Dataset content section start
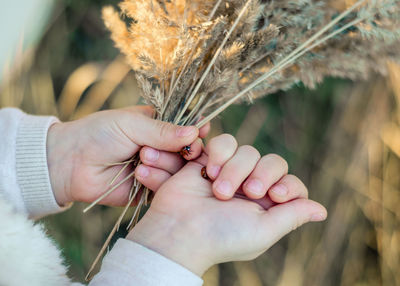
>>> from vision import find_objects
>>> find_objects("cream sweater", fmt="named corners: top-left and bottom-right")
top-left (0, 108), bottom-right (203, 286)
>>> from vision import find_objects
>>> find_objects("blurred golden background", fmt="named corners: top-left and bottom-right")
top-left (0, 1), bottom-right (399, 285)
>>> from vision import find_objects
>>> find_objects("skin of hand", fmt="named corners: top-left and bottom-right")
top-left (129, 134), bottom-right (328, 276)
top-left (46, 105), bottom-right (210, 206)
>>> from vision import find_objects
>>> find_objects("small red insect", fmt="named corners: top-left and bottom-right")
top-left (201, 167), bottom-right (209, 179)
top-left (180, 145), bottom-right (192, 157)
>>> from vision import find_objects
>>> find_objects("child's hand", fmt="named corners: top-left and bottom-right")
top-left (129, 134), bottom-right (327, 276)
top-left (46, 106), bottom-right (209, 206)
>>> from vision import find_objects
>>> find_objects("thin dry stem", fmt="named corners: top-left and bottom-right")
top-left (126, 194), bottom-right (146, 230)
top-left (103, 158), bottom-right (135, 167)
top-left (108, 161), bottom-right (131, 186)
top-left (85, 184), bottom-right (138, 281)
top-left (83, 170), bottom-right (135, 213)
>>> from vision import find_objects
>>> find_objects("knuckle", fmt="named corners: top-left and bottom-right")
top-left (266, 153), bottom-right (288, 172)
top-left (238, 145), bottom-right (260, 160)
top-left (220, 133), bottom-right (237, 144)
top-left (214, 134), bottom-right (237, 148)
top-left (129, 112), bottom-right (149, 129)
top-left (139, 105), bottom-right (155, 116)
top-left (139, 147), bottom-right (147, 161)
top-left (131, 105), bottom-right (154, 117)
top-left (284, 174), bottom-right (297, 182)
top-left (207, 137), bottom-right (219, 150)
top-left (208, 134), bottom-right (237, 159)
top-left (207, 136), bottom-right (217, 146)
top-left (156, 121), bottom-right (173, 139)
top-left (284, 174), bottom-right (308, 198)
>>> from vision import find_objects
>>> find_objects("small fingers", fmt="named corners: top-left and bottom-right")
top-left (140, 147), bottom-right (185, 174)
top-left (181, 138), bottom-right (203, 160)
top-left (135, 165), bottom-right (171, 192)
top-left (195, 116), bottom-right (211, 139)
top-left (194, 152), bottom-right (209, 166)
top-left (242, 154), bottom-right (288, 199)
top-left (199, 122), bottom-right (211, 139)
top-left (269, 174), bottom-right (308, 203)
top-left (205, 134), bottom-right (238, 179)
top-left (213, 145), bottom-right (260, 200)
top-left (259, 199), bottom-right (327, 244)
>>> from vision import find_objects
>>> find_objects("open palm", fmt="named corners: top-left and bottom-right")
top-left (131, 152), bottom-right (327, 276)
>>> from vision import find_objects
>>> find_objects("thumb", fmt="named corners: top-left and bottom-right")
top-left (259, 199), bottom-right (327, 245)
top-left (122, 112), bottom-right (199, 152)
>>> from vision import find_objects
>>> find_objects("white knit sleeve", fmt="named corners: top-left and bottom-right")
top-left (0, 108), bottom-right (67, 218)
top-left (89, 239), bottom-right (203, 286)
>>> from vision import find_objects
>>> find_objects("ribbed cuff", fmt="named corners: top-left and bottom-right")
top-left (90, 239), bottom-right (203, 286)
top-left (15, 114), bottom-right (67, 218)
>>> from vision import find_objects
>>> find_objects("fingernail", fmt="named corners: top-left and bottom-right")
top-left (271, 184), bottom-right (288, 196)
top-left (215, 180), bottom-right (233, 196)
top-left (136, 165), bottom-right (149, 178)
top-left (245, 179), bottom-right (264, 196)
top-left (310, 213), bottom-right (326, 222)
top-left (176, 126), bottom-right (196, 137)
top-left (144, 148), bottom-right (159, 162)
top-left (208, 165), bottom-right (221, 178)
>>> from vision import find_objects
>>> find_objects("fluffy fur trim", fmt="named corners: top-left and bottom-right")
top-left (0, 196), bottom-right (73, 286)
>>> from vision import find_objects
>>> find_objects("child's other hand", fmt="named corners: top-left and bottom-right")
top-left (47, 106), bottom-right (209, 206)
top-left (129, 134), bottom-right (327, 276)
top-left (205, 134), bottom-right (292, 202)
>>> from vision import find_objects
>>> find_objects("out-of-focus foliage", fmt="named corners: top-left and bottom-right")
top-left (0, 1), bottom-right (399, 285)
top-left (0, 0), bottom-right (54, 81)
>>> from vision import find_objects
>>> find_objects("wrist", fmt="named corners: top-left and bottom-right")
top-left (47, 122), bottom-right (73, 206)
top-left (126, 210), bottom-right (212, 276)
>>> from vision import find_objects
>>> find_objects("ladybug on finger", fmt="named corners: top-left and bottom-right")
top-left (201, 167), bottom-right (209, 180)
top-left (180, 145), bottom-right (192, 157)
top-left (179, 146), bottom-right (210, 180)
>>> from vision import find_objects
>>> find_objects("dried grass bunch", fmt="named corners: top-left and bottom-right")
top-left (85, 0), bottom-right (400, 279)
top-left (102, 0), bottom-right (400, 126)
Dataset content section end
Copy the records exactly as they appear, leaving every picture out.

■ **Task answer**
>>> from vision import find_objects
>>> find_objects("cream sweater", fmt="named corners: top-left and bottom-right")
top-left (0, 108), bottom-right (203, 286)
>>> from vision import find_objects
>>> find_objects("blurred golden background", fmt="named corners: top-left and bottom-right")
top-left (0, 1), bottom-right (399, 285)
>>> from vision import find_objects
>>> find_objects("skin of hand", fmt="named corners: top-left and bottom-right")
top-left (129, 134), bottom-right (328, 276)
top-left (46, 105), bottom-right (210, 206)
>>> from vision import find_objects
>>> find_objects("small red insect", fmt="named corners: top-left and bottom-right")
top-left (201, 167), bottom-right (209, 179)
top-left (180, 145), bottom-right (192, 157)
>>> from vision import find_objects
>>> find_objects("child's hand", fmt="named corners: top-left and bottom-right")
top-left (129, 134), bottom-right (327, 276)
top-left (46, 106), bottom-right (209, 206)
>>> from vision import find_objects
>>> find_objects("thin dry stem", fmt="named corners: top-left and bottom-right")
top-left (126, 194), bottom-right (146, 230)
top-left (103, 158), bottom-right (135, 167)
top-left (108, 161), bottom-right (131, 186)
top-left (85, 184), bottom-right (138, 281)
top-left (83, 170), bottom-right (135, 213)
>>> from vision import find_objects
>>> find_objects("knuckle", fmt="named corners: top-left and bottom-right")
top-left (266, 153), bottom-right (288, 172)
top-left (238, 145), bottom-right (260, 160)
top-left (220, 133), bottom-right (237, 144)
top-left (214, 134), bottom-right (237, 148)
top-left (129, 112), bottom-right (149, 129)
top-left (139, 105), bottom-right (155, 116)
top-left (139, 147), bottom-right (147, 161)
top-left (131, 105), bottom-right (154, 117)
top-left (284, 174), bottom-right (297, 182)
top-left (207, 137), bottom-right (219, 150)
top-left (208, 134), bottom-right (237, 159)
top-left (207, 136), bottom-right (217, 146)
top-left (156, 121), bottom-right (173, 139)
top-left (284, 174), bottom-right (308, 198)
>>> from vision import find_objects
>>> find_objects("small fingers", fmt="named corners: top-left and bottom-right")
top-left (140, 147), bottom-right (185, 174)
top-left (181, 138), bottom-right (203, 160)
top-left (135, 165), bottom-right (171, 192)
top-left (195, 116), bottom-right (211, 139)
top-left (194, 152), bottom-right (209, 166)
top-left (242, 154), bottom-right (288, 199)
top-left (199, 122), bottom-right (211, 139)
top-left (269, 174), bottom-right (308, 203)
top-left (205, 134), bottom-right (238, 179)
top-left (213, 145), bottom-right (260, 200)
top-left (259, 199), bottom-right (327, 244)
>>> from vision import find_objects
>>> find_objects("open palm", fmt="named corners: top-left and bottom-right")
top-left (131, 152), bottom-right (327, 276)
>>> from vision import find_objects
>>> find_objects("thumb", fmt="named corners: top-left and bottom-right")
top-left (259, 199), bottom-right (327, 245)
top-left (122, 112), bottom-right (199, 152)
>>> from vision import find_objects
>>> find_objects("white knit sleeve", fmt="named corners: top-left and bottom-right")
top-left (0, 108), bottom-right (67, 218)
top-left (89, 239), bottom-right (203, 286)
>>> from vision import find_objects
>>> find_objects("ribbed cuff", fmt="named corners: top-left and bottom-right")
top-left (90, 239), bottom-right (203, 286)
top-left (15, 114), bottom-right (67, 218)
>>> from vision import find_objects
>>> find_objects("fingernail", fmt="named corners: top-left and bottom-right")
top-left (271, 184), bottom-right (288, 196)
top-left (215, 180), bottom-right (233, 196)
top-left (136, 165), bottom-right (149, 178)
top-left (245, 179), bottom-right (264, 196)
top-left (310, 213), bottom-right (326, 222)
top-left (176, 126), bottom-right (196, 137)
top-left (144, 148), bottom-right (159, 162)
top-left (208, 165), bottom-right (221, 178)
>>> from vision import find_objects
>>> find_objects("fluffy fur trim", fmt="named corners: top-left and bottom-right")
top-left (0, 196), bottom-right (73, 286)
>>> from vision import find_objects
>>> find_objects("child's other hand", fmt="named corners: top-left and bottom-right")
top-left (47, 106), bottom-right (209, 206)
top-left (129, 134), bottom-right (327, 276)
top-left (205, 134), bottom-right (292, 202)
>>> from vision import find_objects
>>> find_objects("out-of-focus foliage", fmt="named corners: top-left and bottom-right")
top-left (0, 1), bottom-right (399, 285)
top-left (0, 0), bottom-right (54, 81)
>>> from vision import find_objects
>>> find_objects("wrist", fmt="named corners: top-left and bottom-right")
top-left (47, 122), bottom-right (73, 206)
top-left (126, 210), bottom-right (212, 276)
>>> from vision import find_objects
>>> find_objects("ladybug on finger", fmt="named corners: top-left and bottom-right")
top-left (201, 167), bottom-right (209, 180)
top-left (180, 145), bottom-right (192, 157)
top-left (179, 146), bottom-right (210, 180)
>>> from vision import find_objects
>>> find_objects("dried grass bunch", fmt="named corners: top-left and bottom-right")
top-left (85, 0), bottom-right (400, 279)
top-left (102, 0), bottom-right (400, 126)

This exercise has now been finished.